AIM OF THE TASK -
Write out all of the entries exactly as given.

EXERCISE MATERIALS -
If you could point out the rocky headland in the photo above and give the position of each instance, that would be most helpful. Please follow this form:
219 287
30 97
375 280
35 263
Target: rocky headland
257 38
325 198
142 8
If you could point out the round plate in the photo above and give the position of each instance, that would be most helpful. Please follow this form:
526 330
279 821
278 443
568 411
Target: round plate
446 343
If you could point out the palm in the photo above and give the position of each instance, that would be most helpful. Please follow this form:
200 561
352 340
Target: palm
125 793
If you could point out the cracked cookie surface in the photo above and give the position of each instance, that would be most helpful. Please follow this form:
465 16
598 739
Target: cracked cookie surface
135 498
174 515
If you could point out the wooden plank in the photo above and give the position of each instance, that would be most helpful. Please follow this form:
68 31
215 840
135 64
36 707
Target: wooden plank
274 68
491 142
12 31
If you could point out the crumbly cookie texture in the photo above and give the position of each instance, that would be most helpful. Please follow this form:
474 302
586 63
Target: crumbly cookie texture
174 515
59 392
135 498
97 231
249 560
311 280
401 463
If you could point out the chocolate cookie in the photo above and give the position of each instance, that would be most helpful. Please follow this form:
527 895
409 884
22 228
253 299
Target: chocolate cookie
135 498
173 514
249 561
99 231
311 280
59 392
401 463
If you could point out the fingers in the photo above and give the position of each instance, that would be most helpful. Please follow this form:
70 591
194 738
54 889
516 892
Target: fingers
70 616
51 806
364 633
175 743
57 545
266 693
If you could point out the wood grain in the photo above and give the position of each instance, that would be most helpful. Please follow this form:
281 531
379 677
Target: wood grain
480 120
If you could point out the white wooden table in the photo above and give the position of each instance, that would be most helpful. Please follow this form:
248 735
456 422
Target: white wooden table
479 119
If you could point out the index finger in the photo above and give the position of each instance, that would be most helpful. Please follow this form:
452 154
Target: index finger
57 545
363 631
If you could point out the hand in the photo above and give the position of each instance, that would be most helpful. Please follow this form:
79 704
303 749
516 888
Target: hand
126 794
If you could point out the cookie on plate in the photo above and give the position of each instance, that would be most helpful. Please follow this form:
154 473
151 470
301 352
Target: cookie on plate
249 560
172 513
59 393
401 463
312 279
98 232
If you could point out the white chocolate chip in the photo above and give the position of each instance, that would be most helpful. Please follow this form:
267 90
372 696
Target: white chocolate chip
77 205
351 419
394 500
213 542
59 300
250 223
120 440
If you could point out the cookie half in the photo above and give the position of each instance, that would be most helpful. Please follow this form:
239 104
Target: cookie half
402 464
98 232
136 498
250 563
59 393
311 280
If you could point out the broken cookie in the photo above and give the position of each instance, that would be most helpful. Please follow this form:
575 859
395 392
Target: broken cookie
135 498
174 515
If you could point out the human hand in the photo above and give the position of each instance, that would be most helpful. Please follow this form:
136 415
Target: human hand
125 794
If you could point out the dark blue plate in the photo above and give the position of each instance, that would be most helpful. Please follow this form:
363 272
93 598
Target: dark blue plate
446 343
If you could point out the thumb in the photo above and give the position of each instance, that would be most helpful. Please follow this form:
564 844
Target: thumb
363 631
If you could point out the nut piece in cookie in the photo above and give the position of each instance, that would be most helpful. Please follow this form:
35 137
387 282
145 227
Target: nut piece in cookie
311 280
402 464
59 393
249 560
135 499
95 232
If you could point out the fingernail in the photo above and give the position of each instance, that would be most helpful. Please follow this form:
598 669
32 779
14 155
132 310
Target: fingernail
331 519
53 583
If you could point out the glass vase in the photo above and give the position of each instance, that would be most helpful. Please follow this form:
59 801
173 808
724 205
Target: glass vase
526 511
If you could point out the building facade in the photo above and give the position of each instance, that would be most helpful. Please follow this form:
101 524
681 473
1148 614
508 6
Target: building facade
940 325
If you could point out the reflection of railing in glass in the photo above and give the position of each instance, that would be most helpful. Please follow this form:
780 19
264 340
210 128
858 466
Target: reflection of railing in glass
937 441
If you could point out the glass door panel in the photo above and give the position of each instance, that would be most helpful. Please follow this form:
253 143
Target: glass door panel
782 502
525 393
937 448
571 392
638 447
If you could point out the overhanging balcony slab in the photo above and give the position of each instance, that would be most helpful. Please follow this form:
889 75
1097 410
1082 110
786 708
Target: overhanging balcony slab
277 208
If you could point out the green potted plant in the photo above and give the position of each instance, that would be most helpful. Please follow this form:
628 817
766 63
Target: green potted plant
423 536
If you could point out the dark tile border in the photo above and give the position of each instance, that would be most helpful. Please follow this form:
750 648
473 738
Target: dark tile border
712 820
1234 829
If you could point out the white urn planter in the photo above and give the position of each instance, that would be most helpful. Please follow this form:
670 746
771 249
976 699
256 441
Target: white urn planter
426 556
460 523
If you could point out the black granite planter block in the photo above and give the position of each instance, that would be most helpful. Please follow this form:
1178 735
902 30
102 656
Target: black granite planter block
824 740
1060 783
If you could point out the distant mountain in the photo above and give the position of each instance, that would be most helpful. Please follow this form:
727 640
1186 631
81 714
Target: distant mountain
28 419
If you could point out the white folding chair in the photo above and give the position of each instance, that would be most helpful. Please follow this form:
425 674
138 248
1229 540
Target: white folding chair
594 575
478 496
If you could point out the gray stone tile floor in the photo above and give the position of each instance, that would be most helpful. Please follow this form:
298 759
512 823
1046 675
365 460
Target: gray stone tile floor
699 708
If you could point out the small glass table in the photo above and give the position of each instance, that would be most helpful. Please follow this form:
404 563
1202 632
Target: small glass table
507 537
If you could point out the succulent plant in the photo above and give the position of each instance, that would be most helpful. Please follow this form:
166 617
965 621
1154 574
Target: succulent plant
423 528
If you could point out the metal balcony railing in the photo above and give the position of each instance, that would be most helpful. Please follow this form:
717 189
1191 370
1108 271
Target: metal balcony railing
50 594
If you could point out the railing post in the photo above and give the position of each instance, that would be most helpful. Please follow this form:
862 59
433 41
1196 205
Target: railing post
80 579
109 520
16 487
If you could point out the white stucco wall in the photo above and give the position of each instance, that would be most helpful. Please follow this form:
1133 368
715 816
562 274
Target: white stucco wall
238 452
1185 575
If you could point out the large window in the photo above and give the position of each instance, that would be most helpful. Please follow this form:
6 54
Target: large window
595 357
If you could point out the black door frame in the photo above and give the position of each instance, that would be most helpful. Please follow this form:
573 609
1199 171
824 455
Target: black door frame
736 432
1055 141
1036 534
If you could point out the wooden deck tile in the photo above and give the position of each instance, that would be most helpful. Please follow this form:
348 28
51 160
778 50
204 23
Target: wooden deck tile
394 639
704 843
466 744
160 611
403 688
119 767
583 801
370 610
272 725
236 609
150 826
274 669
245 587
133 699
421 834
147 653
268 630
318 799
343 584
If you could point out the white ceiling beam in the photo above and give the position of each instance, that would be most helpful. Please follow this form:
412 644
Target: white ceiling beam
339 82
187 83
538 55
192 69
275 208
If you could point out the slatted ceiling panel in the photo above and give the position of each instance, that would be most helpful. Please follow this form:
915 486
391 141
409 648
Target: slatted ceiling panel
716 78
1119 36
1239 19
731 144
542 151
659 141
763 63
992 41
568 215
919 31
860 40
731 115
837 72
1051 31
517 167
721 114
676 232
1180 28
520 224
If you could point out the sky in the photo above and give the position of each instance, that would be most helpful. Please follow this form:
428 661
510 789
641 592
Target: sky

SOLUTION -
If you could point out the rocky headland in the photo above and give the position of each instance, that would be most helpful. Please follow this form:
219 287
30 97
375 280
35 263
Target: rocky headland
257 38
325 198
142 8
If you could point out the round plate in the photo above and give the position of each instance, that would be most helpful. Please follow this form:
526 330
279 821
278 443
568 411
Target: round plate
446 343
If you could point out the palm in the photo above and give the position of each instance, that would be most helpful. Please follow this form:
200 561
352 340
Target: palm
125 793
If you could point out the cracked cookie surface in the photo above and give the position of each instance, that would be most helpful. Please follow this form:
465 16
598 739
Target: cracked cookie surface
135 498
174 515
If you could point out the wooden plank in the photo above and give the position of each instance, that would be most helpful. Please follow this form:
68 31
215 840
135 64
36 707
Target: wooden plank
274 68
491 142
12 31
If you could point out the crumbly cookie texture in the photo above and give the position of each instance, that would be most helpful. Please follow this form:
474 302
586 63
Target: crumbly cookie texture
174 515
59 392
135 498
97 231
249 560
311 280
401 463
If you could point out the chocolate cookie in the photo above and give the position of each instance, that would be most helpful. Please follow this form:
527 895
409 884
22 228
253 299
Target: chocolate cookie
135 498
173 514
249 561
99 231
311 280
59 392
401 463
If you could point out the fingers in the photo above and give the position of each instance, that would be most helpful. Please follow this form:
70 591
194 738
54 889
516 892
Target: fingers
70 616
51 806
364 633
175 743
57 545
266 693
If you could point out the wood grain in the photo above and give the position of each instance, that would be most helpful. Please follow this form:
281 531
379 677
Target: wood grain
480 120
If you could point out the white wooden table in the photo above and give the position of each instance, that would be most helpful. Please follow this form:
248 735
456 422
Target: white wooden table
479 119
If you could point out the index finger in the photo above and give the position of each instance, that would be most helpful. Please follow this form:
452 154
Target: index finger
57 545
363 631
If you could point out the hand in the photo above and give the position of each instance, that would be most helpful. Please follow this form:
79 704
303 749
516 888
Target: hand
126 794
If you could point out the cookie on plate in the photo above and give the position of each instance, that would be most helpful. Please follow this form:
154 473
151 470
301 352
Target: cookie on plate
249 560
172 513
59 393
401 463
312 279
98 232
If you could point out the white chocolate chip in the photo above and give the position of each instance, that would be most helpful. Please follow this form:
267 90
372 696
Target: white chocolate chip
77 205
351 419
394 500
213 542
59 300
250 223
120 440
If you could point out the cookie half in the photo above and give the position of each instance, that would be most helpful. Please follow this form:
239 104
Target: cookie half
402 464
98 232
136 498
250 563
59 393
311 280
If you could point out the broken cookie in the photo above and give the position of each instance, that would be most helpful. Please follow this form:
575 859
395 392
Target: broken cookie
135 498
174 515
If you could point out the human hand in the photo above and give the position of each instance, that would be most helpful. Please follow this form:
136 415
Target: human hand
125 794
If you could point out the dark blue plate in the photo above and give the position of each instance, that would be most helpful. Please follow this form:
363 272
93 598
Target: dark blue plate
446 343
If you could point out the thumb in the photo above and give the position of each instance, that would be most helpful. Please follow this form:
564 844
Target: thumb
363 631
If you could point out the nut piece in cookie in the photo above and give the position of each instance, that would be most helpful. Please follow this form:
35 137
387 282
145 227
Target: nut piece in cookie
311 280
402 464
59 393
249 560
135 499
95 232
If you could point out the fingernail in the photo above and give the position of each instance, that would be most helpful. Please follow this form:
598 669
32 779
14 155
132 310
Target: fingernail
331 519
53 583
If you could point out the glass vase in the photo above and give the position of each instance, that would be most helpful. Please follow this form:
59 801
173 808
724 205
Target: glass vase
526 511
If you could point out the building facade in the photo above and give the position of each instance, that would be most helpful. Please follow this form:
101 524
681 473
1148 614
508 6
Target: building facade
940 325
If you could point out the reflection of railing in glass in the photo above and give the position of each instance, that would be most helpful. Please follow this form:
780 19
264 340
210 128
858 466
Target: reflection of railing in glass
937 441
If you could point out the glass door panel in the photo above and give the position of each instance, that would be most helpful. Please follow this form:
253 143
Target: glass door panel
782 502
525 393
937 448
571 392
638 447
If you could point out the overhanging balcony slab in the photo above and give the position of each instance, that would be most helpful. Please follow this form:
889 75
1097 410
1082 110
786 708
Target: overhanging balcony slab
277 208
If you could point out the green potted plant in the photo above and give the position of each instance, that would be most helpful. Please follow this form:
628 817
766 63
Target: green potted plant
423 536
If you could point out the dark tile border in the photo above and give the position of each instance, that would be most helpful. Please follow this form:
750 648
473 738
Target: dark tile border
712 820
1234 829
If you could point out the white urn planter in the photo above and give the position of each instance, that would be most helpful. Please follow this form:
670 746
771 249
976 699
256 441
Target: white urn planter
426 556
460 523
If you could point out the black granite planter block in the photo above and give the position of each instance, that would be most helpful. Please follow this form:
1178 735
902 30
102 656
Target: black granite planter block
824 740
1060 783
If you could point out the distant mountain in the photo above and give the position of each instance, that would be most helpful. Please follow this form:
727 640
1186 631
81 714
Target: distant mountain
28 419
If you could point out the white folding chair in the photo above and give the position of each instance, that would be most helpful. Please follow this form:
425 674
138 248
1229 540
Target: white folding chair
594 575
478 496
If you could point out the gray stone tile floor in the photo above and give the position of each instance, that would be most helpful. Please follow this form:
298 759
512 823
1046 675
365 460
Target: gray stone tile floor
699 708
If you could point out the small glass table in the photo above and give the position of each instance, that would be most helpful. Please follow this form:
404 563
1202 632
Target: small glass table
507 537
If you could point out the succulent plant in the photo above and give the position of each instance, that would be most helpful. Please follow this form:
166 617
965 621
1154 574
Target: succulent plant
423 528
If you could point out the metal balcony railing in the photo above and give the position of each instance, that would be most helpful. Please follow this form:
717 189
1191 370
1108 271
Target: metal balcony railing
50 594
If you could point out the railing post in the photo above and give the position of each instance, that would be most helpful. Please follow this form:
862 59
433 41
1196 205
Target: railing post
80 579
109 520
16 487
If you could point out the white stucco wall in the photo above and give the position of each instance, that would be most helpful. Please follow this form:
1133 368
715 816
562 274
Target: white stucco wall
238 452
1185 575
If you could point out the large window in the photo above and give the position of each instance, that would be most helpful. Please follow this form:
6 54
Target: large window
595 357
If you could point out the black door frame in the photo above and give the position of each instance, that would be most helpful. Please follow this form:
573 609
1199 171
824 455
Target: black door frame
736 432
1055 141
1036 534
If you could point out the wooden deck tile in the photo above and give the position of each instance, that would be most helpful. Please follow this form:
348 28
51 160
778 50
204 23
Target: wooden deck tile
394 639
704 843
466 744
160 611
403 688
119 767
583 801
370 610
272 725
236 609
150 826
274 669
245 587
133 699
421 834
147 653
268 630
318 799
343 584
If you could point out the white ceiling beam in the photo above and give the position of each instance, that would be most helpful. Please follow this form:
412 644
Target: white ceiling beam
339 82
187 83
538 55
192 69
275 208
If you could point out the slatted ceiling panel in the photo above and give the position of each instance, that would be most helpful. Please follow this form:
915 486
391 141
409 648
Target: slatted ceiling panel
716 78
1119 36
1239 19
731 144
542 151
659 141
763 63
992 41
568 215
919 31
860 40
731 115
837 72
1051 31
517 167
721 114
676 232
1180 28
520 224
If you could point out the sky in the photo above and give the position of each instance, that would be most helpful. Please follow this form:
428 661
510 789
641 592
Target: sky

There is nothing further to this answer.